--- start Input rows ---

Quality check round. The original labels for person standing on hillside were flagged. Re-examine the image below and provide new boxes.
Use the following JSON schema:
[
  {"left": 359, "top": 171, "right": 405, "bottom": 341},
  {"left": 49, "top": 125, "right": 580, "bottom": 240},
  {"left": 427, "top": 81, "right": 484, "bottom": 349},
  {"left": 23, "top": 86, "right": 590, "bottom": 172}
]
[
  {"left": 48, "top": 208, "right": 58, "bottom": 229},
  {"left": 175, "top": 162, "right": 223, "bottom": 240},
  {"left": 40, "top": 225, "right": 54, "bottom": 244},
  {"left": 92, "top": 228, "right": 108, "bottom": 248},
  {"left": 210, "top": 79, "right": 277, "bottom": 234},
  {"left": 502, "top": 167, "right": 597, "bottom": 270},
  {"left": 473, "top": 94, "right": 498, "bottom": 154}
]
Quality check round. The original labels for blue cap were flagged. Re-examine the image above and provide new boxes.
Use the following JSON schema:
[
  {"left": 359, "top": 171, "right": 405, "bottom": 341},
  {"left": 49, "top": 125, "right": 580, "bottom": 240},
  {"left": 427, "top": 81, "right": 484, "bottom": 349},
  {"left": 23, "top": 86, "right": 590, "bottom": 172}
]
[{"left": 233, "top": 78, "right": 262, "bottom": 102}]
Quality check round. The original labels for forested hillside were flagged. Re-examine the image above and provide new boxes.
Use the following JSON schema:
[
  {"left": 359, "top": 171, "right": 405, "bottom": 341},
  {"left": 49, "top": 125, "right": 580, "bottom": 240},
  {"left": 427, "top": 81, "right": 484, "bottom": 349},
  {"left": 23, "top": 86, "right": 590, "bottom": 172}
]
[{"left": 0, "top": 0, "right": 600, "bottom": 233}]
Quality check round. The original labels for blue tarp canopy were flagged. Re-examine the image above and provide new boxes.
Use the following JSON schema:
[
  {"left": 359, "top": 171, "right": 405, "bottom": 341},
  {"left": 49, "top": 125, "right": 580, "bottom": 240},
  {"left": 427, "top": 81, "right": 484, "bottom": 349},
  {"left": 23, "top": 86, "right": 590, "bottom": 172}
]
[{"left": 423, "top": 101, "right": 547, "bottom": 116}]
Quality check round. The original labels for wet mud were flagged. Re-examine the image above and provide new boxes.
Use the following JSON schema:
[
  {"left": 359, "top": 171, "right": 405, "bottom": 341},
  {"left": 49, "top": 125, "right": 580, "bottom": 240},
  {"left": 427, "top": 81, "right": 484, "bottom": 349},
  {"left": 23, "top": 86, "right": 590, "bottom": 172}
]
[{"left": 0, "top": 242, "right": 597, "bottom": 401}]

--- end Input rows ---
--- start Input rows ---

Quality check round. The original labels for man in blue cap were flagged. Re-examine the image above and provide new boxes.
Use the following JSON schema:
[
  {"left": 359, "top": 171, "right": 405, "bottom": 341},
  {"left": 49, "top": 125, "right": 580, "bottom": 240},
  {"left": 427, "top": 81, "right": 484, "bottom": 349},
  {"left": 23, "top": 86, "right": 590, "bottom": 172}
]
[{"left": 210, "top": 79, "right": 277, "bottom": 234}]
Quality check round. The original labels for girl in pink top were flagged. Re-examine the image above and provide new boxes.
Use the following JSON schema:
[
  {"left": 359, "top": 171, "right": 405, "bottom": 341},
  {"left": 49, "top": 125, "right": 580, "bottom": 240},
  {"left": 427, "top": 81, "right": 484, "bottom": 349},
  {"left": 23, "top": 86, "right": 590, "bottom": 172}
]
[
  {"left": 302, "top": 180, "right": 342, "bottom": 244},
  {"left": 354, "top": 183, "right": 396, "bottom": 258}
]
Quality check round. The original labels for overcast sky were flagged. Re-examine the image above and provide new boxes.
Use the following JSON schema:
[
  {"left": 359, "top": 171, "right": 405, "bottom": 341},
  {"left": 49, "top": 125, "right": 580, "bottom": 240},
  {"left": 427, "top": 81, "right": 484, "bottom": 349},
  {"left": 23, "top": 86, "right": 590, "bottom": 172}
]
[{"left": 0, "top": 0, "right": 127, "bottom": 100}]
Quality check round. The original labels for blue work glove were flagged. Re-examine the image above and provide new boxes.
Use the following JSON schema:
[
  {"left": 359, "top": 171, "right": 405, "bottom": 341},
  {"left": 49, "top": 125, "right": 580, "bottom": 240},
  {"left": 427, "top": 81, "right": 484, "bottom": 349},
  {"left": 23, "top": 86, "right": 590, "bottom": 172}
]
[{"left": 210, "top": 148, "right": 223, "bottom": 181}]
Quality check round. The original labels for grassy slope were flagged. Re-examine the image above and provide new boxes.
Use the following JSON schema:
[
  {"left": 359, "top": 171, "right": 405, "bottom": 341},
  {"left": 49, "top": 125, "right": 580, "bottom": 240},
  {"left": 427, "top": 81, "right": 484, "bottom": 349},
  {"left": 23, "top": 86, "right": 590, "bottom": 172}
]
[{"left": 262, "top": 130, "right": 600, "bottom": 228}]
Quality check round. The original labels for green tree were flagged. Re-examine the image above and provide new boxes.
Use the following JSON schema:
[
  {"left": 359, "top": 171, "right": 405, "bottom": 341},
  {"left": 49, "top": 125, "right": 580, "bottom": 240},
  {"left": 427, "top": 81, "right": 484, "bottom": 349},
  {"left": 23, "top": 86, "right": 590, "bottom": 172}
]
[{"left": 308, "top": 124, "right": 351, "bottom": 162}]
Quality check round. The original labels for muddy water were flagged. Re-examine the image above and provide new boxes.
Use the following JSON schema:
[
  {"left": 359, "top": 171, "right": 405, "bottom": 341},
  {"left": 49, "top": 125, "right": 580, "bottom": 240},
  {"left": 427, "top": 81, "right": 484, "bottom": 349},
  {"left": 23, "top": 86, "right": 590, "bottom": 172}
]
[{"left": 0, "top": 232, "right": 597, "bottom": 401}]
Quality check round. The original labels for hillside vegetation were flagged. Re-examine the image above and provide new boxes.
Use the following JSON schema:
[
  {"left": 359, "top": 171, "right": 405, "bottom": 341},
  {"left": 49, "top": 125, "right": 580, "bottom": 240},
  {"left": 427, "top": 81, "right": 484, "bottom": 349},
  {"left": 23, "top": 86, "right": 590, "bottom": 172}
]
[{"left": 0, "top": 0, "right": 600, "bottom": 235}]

--- end Input rows ---

* Instructions to follow: Which lines of the listing above contain the string "blue"? Pull out each of those lines, and match the letter case.

* Solution to the problem:
Quality check round. The original labels for blue cap were flagged. Re-examine the image above and provide new boxes.
Quality check round. The original labels for blue tarp canopy were flagged. Re-examine the image above and provide new boxes.
Quality check round. The original labels for man in blue cap were flagged. Re-examine the image above and provide new boxes.
Quality check round. The original labels for blue work glove were flagged. Re-examine the image above and provide new boxes.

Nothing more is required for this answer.